● YOUR OBJECTIVE
Copy each line below that includes "jacket".

((

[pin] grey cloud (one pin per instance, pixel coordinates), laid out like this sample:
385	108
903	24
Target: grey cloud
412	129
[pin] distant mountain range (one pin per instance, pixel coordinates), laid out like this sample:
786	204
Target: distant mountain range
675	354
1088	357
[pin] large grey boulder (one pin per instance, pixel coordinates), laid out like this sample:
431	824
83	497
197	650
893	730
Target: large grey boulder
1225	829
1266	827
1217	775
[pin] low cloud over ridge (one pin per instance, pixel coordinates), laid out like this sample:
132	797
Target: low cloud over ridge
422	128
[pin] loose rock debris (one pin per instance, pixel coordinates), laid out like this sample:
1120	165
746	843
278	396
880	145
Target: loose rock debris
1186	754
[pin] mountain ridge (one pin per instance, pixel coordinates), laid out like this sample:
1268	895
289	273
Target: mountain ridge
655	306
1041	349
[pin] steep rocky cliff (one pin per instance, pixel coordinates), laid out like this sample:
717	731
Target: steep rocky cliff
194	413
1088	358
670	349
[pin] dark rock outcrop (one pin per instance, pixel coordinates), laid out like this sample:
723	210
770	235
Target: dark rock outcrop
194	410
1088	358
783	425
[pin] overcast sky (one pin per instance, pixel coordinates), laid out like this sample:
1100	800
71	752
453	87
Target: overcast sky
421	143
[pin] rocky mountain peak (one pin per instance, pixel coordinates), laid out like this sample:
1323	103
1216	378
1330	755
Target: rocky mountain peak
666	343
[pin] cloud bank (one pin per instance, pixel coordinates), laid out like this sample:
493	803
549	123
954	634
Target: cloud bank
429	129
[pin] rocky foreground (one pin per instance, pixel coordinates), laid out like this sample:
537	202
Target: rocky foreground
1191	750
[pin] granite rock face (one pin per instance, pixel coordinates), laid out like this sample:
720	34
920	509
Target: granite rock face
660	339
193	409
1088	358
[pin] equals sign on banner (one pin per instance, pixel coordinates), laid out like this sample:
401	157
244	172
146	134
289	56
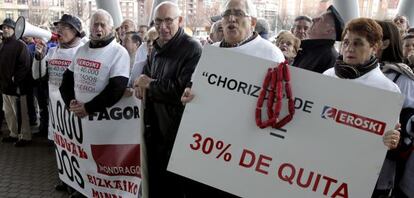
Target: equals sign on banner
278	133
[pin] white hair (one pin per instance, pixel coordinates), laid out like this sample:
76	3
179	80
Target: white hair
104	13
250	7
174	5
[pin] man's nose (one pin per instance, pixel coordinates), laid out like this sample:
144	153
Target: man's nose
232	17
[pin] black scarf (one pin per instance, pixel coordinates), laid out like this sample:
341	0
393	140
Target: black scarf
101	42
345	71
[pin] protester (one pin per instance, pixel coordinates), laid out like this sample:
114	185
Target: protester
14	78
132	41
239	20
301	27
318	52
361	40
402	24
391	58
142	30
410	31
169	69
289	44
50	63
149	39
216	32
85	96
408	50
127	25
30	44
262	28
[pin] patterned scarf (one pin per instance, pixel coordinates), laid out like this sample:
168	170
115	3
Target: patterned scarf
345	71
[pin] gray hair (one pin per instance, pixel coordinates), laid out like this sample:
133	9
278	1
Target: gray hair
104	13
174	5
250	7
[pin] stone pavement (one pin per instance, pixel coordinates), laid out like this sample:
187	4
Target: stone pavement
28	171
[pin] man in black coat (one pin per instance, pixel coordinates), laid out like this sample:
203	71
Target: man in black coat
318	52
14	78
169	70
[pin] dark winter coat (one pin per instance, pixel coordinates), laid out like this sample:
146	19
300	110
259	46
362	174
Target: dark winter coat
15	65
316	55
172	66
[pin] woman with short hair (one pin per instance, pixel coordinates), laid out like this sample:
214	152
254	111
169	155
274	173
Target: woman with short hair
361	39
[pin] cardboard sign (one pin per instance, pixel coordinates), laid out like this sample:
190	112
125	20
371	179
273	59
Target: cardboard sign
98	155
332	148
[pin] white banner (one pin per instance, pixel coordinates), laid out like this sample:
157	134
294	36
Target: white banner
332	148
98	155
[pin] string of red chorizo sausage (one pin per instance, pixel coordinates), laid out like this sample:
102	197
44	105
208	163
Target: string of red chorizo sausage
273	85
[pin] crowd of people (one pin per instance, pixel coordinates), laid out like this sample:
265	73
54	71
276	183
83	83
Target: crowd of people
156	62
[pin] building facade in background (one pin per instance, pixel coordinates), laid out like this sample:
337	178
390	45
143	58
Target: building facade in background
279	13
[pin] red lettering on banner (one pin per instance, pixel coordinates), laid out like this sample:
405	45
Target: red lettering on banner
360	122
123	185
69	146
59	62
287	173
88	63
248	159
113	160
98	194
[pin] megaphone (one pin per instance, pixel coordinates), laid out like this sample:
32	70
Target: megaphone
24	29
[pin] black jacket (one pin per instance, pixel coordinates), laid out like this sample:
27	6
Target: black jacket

))
((

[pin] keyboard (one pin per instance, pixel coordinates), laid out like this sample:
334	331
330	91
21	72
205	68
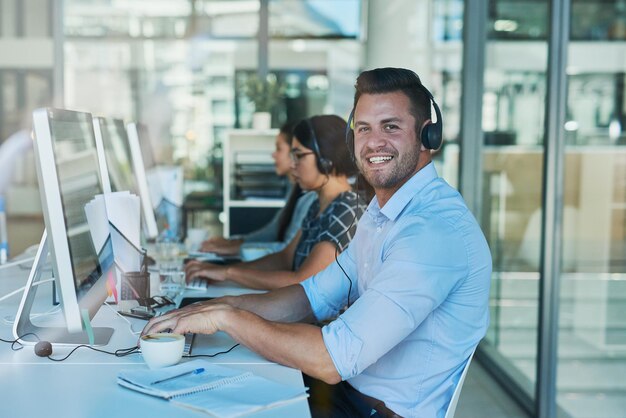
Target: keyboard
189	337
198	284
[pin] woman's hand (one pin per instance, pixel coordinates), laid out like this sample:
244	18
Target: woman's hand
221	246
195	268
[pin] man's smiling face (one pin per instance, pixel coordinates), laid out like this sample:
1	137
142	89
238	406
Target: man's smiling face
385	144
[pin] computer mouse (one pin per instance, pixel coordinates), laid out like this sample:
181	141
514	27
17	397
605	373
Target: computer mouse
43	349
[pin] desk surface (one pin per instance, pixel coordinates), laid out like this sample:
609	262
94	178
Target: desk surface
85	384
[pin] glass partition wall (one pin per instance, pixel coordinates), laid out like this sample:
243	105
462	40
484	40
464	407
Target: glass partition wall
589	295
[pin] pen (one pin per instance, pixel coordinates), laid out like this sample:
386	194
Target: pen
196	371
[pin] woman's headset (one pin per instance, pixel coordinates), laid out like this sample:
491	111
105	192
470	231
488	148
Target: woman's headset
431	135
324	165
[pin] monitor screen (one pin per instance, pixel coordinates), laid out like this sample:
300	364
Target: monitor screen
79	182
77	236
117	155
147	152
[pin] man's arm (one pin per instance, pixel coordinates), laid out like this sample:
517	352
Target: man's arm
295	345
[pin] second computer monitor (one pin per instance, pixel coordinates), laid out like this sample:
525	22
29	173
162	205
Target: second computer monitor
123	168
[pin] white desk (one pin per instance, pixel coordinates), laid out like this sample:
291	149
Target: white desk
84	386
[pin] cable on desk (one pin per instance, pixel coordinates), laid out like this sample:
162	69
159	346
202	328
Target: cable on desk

))

● FINAL ANSWER
[pin] black jacket (one pin per instance, pixel coordinates), laid out like this sample:
Target: black jacket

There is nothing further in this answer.